### Records for this exercise
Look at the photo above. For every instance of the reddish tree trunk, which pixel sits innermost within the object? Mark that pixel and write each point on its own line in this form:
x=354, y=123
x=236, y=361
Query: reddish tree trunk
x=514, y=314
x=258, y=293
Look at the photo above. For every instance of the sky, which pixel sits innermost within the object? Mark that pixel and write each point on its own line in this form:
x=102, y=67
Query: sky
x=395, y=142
==
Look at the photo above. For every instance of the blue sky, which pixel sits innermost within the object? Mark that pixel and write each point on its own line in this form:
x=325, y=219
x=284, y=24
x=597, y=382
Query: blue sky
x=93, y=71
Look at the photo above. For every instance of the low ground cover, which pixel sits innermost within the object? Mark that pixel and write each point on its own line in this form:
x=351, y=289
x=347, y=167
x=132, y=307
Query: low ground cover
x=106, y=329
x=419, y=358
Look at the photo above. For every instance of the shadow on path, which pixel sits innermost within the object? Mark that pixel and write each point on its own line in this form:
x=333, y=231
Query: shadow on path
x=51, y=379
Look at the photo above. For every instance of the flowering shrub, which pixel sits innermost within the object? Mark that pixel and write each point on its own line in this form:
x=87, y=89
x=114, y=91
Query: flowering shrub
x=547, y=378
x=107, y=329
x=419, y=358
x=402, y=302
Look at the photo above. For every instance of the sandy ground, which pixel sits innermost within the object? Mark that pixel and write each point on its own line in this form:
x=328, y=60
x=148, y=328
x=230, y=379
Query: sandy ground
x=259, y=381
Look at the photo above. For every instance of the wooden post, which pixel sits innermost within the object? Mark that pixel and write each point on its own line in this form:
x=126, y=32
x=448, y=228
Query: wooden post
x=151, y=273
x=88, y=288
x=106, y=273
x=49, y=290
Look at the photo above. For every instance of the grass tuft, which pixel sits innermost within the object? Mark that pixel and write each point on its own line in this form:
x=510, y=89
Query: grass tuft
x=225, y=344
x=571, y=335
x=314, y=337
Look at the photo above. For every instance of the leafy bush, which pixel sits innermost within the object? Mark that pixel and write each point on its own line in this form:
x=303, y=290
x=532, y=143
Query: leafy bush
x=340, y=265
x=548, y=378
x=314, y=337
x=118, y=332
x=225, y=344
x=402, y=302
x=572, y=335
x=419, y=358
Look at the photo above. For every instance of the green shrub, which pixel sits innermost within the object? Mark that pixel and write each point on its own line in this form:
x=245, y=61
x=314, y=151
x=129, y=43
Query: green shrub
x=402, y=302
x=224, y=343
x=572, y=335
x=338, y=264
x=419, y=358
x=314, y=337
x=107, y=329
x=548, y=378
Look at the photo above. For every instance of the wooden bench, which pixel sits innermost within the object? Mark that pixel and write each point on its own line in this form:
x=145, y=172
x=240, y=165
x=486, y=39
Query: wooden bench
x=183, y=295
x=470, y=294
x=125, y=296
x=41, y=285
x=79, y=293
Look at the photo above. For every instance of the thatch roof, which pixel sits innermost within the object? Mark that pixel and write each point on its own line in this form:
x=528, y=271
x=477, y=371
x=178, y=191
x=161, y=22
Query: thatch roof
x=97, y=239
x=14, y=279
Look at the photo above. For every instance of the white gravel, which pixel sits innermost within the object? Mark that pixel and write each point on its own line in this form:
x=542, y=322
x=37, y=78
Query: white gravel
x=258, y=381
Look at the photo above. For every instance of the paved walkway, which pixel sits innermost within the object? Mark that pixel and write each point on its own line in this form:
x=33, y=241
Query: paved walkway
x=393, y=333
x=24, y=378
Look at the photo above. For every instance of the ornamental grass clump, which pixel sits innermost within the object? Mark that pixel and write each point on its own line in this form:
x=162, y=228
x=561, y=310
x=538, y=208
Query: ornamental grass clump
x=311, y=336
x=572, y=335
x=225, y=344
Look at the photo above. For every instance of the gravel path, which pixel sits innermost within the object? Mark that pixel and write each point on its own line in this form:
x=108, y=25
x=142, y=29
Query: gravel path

### Prompt
Look above for the line with "Query: wooden bench" and the line with "Query: gravel path". Retype those two lines and every line between them exactly, adding nothing.

### Exercise response
Query: wooden bench
x=183, y=295
x=470, y=294
x=125, y=296
x=41, y=285
x=79, y=293
Look at the photo above. For every instance of the thatch roof, which pixel sits innermost within the object? Mark that pixel and write each point on its own line in this form:
x=528, y=271
x=477, y=371
x=178, y=191
x=161, y=22
Query: thatch roof
x=97, y=239
x=14, y=279
Look at the photo above. For every instance of the white gravel, which pixel sits innermost within the object? Mark that pixel and write each point on its own line in this form:
x=542, y=322
x=37, y=78
Query: white gravel
x=258, y=381
Look at the photo above. For every instance of the paved walkway, which pixel sits innermost within the object? Mark that pixel and write each point on its own line in this form:
x=33, y=241
Query: paved walkway
x=393, y=333
x=24, y=378
Look at the photo above. For every instance of the ornamental grass clump, which pixel sits innermost within the object? Mark that pixel and write each point on its own line in this form:
x=162, y=228
x=561, y=310
x=538, y=208
Query: ornamental grass clump
x=311, y=336
x=572, y=335
x=225, y=344
Look at the photo above. For every instance of the gravel path, which pixel sits innermost within the object? Mark that pixel and write each point on its own line in this form:
x=108, y=25
x=142, y=29
Query: gravel path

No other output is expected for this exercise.